:: TEXT EXCERPT ::
▬▬▬

ESPE Abstracts (2016) 86 P-P1-344

Sertoli Cell Function During Chemotherapy in Pediatric Patients with Acute Lymphoblastic Leukemia

Romina P. Grinspona, María Arozarena de Gamboab, Silvina Pradab, Marcela E. Gutiérrezb, Patricia Bedecarrása, Luis Aversab & Rodolfo A. Reya


aCentro de Investigaciones Endocrinológicas ‘Dr. César Bergadá’ (CEDIE), CONICET – FEI, División de Endocrinología. Hospital de Niños Ricardo Gutiérrez, Buenos Aires, Argentina; bUnidad de Hematología. Hospital de Niños Ricardo Gutiérrez, Buenos Aires, Argentina


Background: Most reports on gonadotoxicity associated with chemotherapy of acute lymphoblastic leukemia (ALL) comes from studies in adults, and they are mainly focused on the sensitivity of testicular germ cells. Little attention has been placed on Sertoli cells in prepubertal patients, even though Sertoli cell function is essential for adult spermatogenesis.

Objective: To evaluate Sertoli cell function in prepubertal boys who receive chemotherapy for ALL.

▬▬▬

:: EXCERPTED RECORDS ::
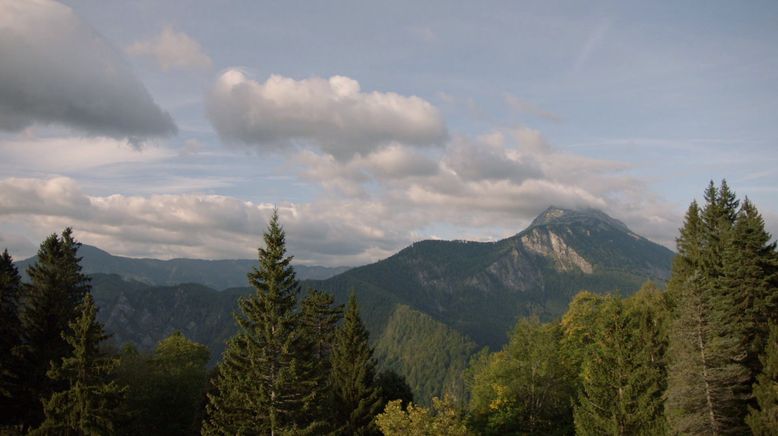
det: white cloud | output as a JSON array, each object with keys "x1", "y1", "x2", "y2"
[
  {"x1": 0, "y1": 177, "x2": 408, "y2": 265},
  {"x1": 0, "y1": 0, "x2": 176, "y2": 139},
  {"x1": 127, "y1": 26, "x2": 212, "y2": 71},
  {"x1": 206, "y1": 69, "x2": 447, "y2": 160}
]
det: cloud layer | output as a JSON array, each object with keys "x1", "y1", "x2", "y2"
[
  {"x1": 206, "y1": 69, "x2": 447, "y2": 159},
  {"x1": 127, "y1": 26, "x2": 212, "y2": 71},
  {"x1": 0, "y1": 0, "x2": 176, "y2": 138}
]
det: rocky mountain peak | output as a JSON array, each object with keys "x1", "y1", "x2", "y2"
[{"x1": 529, "y1": 206, "x2": 630, "y2": 232}]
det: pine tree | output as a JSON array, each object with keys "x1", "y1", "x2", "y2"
[
  {"x1": 331, "y1": 292, "x2": 383, "y2": 435},
  {"x1": 722, "y1": 198, "x2": 778, "y2": 378},
  {"x1": 32, "y1": 293, "x2": 124, "y2": 435},
  {"x1": 574, "y1": 297, "x2": 664, "y2": 435},
  {"x1": 20, "y1": 228, "x2": 90, "y2": 426},
  {"x1": 301, "y1": 289, "x2": 343, "y2": 421},
  {"x1": 746, "y1": 325, "x2": 778, "y2": 436},
  {"x1": 0, "y1": 250, "x2": 24, "y2": 427},
  {"x1": 202, "y1": 212, "x2": 321, "y2": 435},
  {"x1": 665, "y1": 182, "x2": 753, "y2": 434}
]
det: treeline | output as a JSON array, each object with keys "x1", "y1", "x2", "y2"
[
  {"x1": 0, "y1": 182, "x2": 778, "y2": 435},
  {"x1": 0, "y1": 214, "x2": 413, "y2": 435},
  {"x1": 428, "y1": 182, "x2": 778, "y2": 435}
]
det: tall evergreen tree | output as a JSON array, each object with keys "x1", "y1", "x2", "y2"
[
  {"x1": 574, "y1": 297, "x2": 664, "y2": 435},
  {"x1": 20, "y1": 228, "x2": 90, "y2": 426},
  {"x1": 746, "y1": 325, "x2": 778, "y2": 436},
  {"x1": 666, "y1": 182, "x2": 754, "y2": 434},
  {"x1": 331, "y1": 292, "x2": 383, "y2": 435},
  {"x1": 301, "y1": 289, "x2": 343, "y2": 421},
  {"x1": 722, "y1": 198, "x2": 778, "y2": 378},
  {"x1": 0, "y1": 250, "x2": 24, "y2": 427},
  {"x1": 202, "y1": 212, "x2": 321, "y2": 435},
  {"x1": 32, "y1": 293, "x2": 124, "y2": 436}
]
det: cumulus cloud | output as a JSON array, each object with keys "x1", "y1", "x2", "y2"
[
  {"x1": 127, "y1": 26, "x2": 212, "y2": 71},
  {"x1": 206, "y1": 69, "x2": 447, "y2": 160},
  {"x1": 297, "y1": 127, "x2": 678, "y2": 245},
  {"x1": 0, "y1": 177, "x2": 409, "y2": 265},
  {"x1": 0, "y1": 0, "x2": 176, "y2": 139}
]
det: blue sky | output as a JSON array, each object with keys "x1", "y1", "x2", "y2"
[{"x1": 0, "y1": 0, "x2": 778, "y2": 265}]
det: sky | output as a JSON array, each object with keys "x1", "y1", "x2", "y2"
[{"x1": 0, "y1": 0, "x2": 778, "y2": 266}]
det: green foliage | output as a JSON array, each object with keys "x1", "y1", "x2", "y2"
[
  {"x1": 376, "y1": 397, "x2": 473, "y2": 436},
  {"x1": 19, "y1": 228, "x2": 90, "y2": 427},
  {"x1": 202, "y1": 212, "x2": 322, "y2": 434},
  {"x1": 0, "y1": 250, "x2": 24, "y2": 418},
  {"x1": 666, "y1": 182, "x2": 778, "y2": 434},
  {"x1": 32, "y1": 292, "x2": 124, "y2": 435},
  {"x1": 376, "y1": 369, "x2": 413, "y2": 407},
  {"x1": 117, "y1": 332, "x2": 210, "y2": 436},
  {"x1": 746, "y1": 325, "x2": 778, "y2": 436},
  {"x1": 376, "y1": 305, "x2": 476, "y2": 405},
  {"x1": 331, "y1": 293, "x2": 383, "y2": 435},
  {"x1": 574, "y1": 297, "x2": 665, "y2": 435},
  {"x1": 470, "y1": 318, "x2": 575, "y2": 435}
]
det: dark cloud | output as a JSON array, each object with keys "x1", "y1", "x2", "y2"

▬▬▬

:: WORK TO COMPLETE ::
According to the abstract on Sertoli cell function, what is the objective of the study? The text has nothing to do with the data.

:: EXERCISE RESPONSE ::
To evaluate Sertoli cell function in prepubertal boys who receive chemotherapy for acute lymphoblastic leukemia.